§ **Problem description**:
Copy the items from the line containing "Field-scouting task: mark every instance of the concrete" up to and including the final line of the items, keeping every request line as it is. In the answers, multiply each point coordinate by 0.45 and round it to a whole number, rounding halves up.

(Rows taken from a pointing dataset)
· · · · · · ·

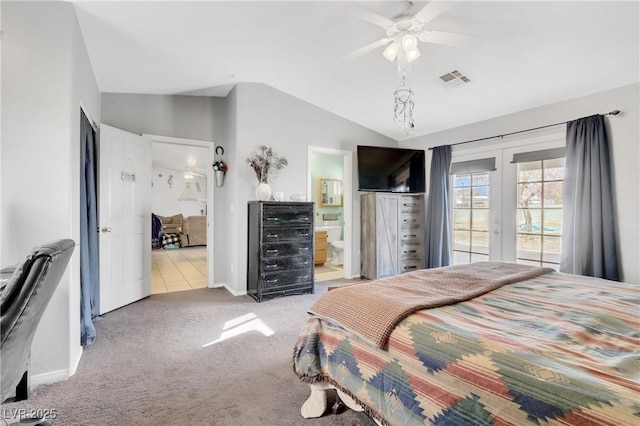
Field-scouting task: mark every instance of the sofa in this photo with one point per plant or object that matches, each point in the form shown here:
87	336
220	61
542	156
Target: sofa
172	224
194	231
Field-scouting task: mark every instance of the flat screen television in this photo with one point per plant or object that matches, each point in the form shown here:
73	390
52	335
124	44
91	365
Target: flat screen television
390	169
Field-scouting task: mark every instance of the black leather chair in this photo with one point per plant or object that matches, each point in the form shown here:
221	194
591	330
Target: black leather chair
27	290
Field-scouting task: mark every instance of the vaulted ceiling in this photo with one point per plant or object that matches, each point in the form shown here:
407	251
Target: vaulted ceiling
529	54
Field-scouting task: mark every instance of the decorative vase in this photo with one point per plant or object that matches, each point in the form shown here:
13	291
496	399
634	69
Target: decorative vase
219	178
263	191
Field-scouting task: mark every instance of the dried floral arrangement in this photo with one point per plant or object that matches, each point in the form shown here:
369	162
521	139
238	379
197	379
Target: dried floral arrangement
266	163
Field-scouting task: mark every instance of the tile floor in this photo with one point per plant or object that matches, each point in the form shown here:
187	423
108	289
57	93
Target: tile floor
186	269
178	269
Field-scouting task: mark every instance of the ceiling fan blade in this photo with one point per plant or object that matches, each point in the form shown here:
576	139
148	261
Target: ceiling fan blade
366	49
431	11
363	13
449	39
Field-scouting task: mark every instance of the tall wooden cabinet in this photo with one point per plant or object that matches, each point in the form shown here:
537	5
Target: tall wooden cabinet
280	249
392	233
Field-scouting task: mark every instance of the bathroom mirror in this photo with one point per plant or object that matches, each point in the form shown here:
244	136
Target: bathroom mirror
329	192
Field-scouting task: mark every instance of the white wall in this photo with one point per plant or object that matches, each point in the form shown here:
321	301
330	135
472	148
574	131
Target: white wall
46	75
624	138
226	223
164	198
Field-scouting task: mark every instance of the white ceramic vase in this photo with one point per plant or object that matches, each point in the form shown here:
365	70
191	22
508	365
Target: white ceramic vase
263	191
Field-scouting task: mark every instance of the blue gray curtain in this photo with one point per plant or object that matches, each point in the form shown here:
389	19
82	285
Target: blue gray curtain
438	243
588	231
89	270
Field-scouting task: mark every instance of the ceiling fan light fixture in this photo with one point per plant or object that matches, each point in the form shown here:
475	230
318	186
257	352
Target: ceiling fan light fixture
409	42
412	54
391	51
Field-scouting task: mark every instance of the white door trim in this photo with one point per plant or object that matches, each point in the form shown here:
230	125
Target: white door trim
211	149
347	185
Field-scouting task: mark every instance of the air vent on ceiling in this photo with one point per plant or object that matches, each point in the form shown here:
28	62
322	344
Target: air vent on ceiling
454	78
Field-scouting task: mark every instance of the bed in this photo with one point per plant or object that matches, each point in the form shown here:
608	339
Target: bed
539	347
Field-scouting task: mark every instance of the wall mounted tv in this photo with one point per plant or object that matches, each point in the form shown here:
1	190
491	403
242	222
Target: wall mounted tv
390	169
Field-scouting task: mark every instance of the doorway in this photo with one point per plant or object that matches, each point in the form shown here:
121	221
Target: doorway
332	165
182	205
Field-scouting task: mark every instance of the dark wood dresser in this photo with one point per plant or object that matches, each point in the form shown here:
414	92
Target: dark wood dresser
280	249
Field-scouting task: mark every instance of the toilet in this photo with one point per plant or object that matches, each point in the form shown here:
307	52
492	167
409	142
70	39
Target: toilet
334	233
338	252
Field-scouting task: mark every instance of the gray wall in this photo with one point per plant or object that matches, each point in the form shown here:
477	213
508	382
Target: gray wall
46	76
267	116
251	115
188	117
625	148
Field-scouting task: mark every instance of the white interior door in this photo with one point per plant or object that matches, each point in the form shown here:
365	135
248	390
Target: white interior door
124	218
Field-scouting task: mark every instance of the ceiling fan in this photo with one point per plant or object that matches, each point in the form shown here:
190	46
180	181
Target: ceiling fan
407	29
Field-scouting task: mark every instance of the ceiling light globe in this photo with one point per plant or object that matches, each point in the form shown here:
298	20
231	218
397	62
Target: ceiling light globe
409	41
391	51
412	54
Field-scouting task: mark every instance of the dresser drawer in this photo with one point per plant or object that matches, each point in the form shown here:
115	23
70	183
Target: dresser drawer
276	264
411	265
272	281
284	215
410	205
411	252
410	221
282	233
287	249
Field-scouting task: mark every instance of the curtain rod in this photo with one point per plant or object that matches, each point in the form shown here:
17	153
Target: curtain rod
614	112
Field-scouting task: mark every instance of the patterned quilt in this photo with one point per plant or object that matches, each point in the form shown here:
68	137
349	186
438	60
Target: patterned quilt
556	349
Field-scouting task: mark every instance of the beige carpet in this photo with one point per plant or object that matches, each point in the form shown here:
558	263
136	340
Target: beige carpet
200	357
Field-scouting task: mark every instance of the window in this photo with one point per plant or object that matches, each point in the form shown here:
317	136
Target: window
506	200
539	212
471	217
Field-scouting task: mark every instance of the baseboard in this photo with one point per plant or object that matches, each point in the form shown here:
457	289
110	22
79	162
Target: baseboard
229	289
48	378
235	293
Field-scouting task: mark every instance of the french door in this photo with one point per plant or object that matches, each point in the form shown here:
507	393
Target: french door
503	213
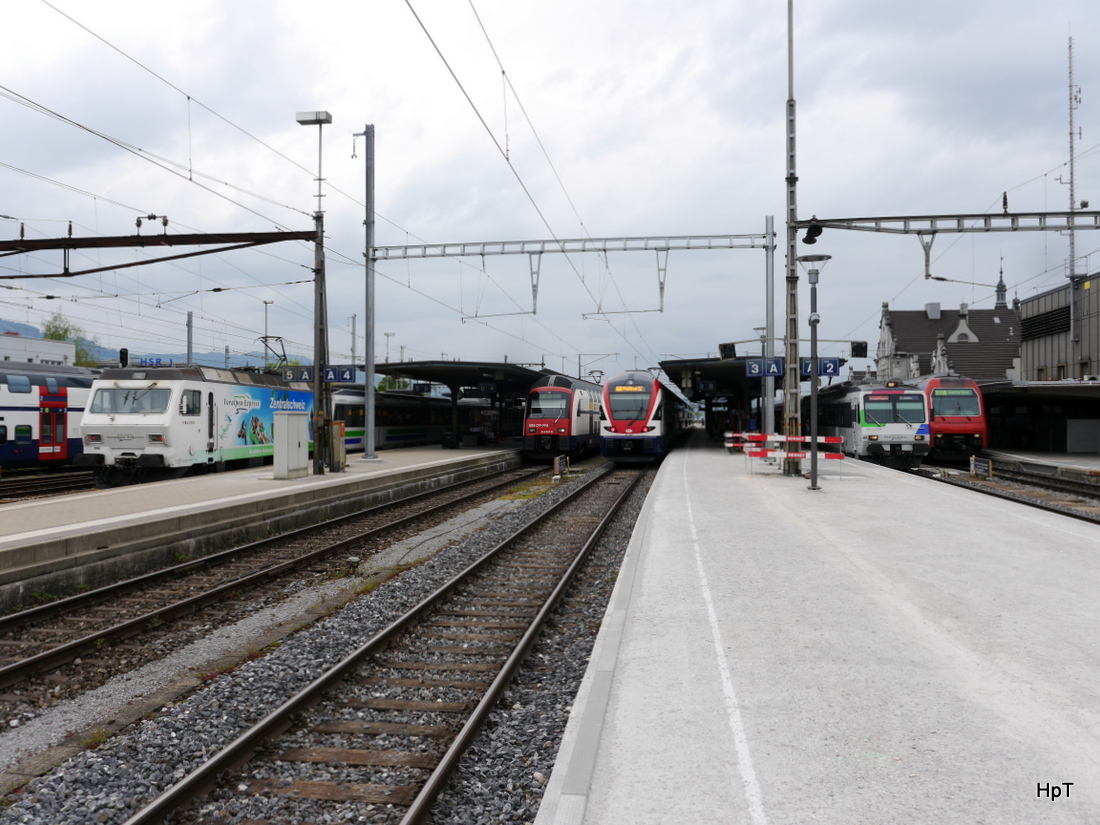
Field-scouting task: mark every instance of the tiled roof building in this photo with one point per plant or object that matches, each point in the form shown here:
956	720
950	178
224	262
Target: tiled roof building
982	344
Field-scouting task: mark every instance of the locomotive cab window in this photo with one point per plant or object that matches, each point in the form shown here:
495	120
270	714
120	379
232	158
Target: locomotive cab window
124	402
955	403
550	404
629	405
19	384
190	403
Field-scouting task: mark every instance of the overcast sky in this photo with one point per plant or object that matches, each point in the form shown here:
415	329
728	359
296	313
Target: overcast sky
527	121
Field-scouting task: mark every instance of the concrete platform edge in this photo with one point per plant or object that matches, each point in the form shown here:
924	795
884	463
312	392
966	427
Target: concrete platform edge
565	798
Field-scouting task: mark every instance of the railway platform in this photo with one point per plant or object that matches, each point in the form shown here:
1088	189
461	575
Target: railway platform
884	649
52	545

· · · · · · ·

§ **Solution for this exercise**:
Field-scouting task: mark every instance of the concrete platform edge in this photo with one point per plant or object that matches, each point in the form shown here:
924	795
884	463
312	392
966	427
Target: concrete platform edge
254	359
Field-scouting task: mark every instance of the railway platform in this photo with one point per plant or object that matches, each point in the form shown here:
1088	189
461	575
Target: railway platform
398	292
23	245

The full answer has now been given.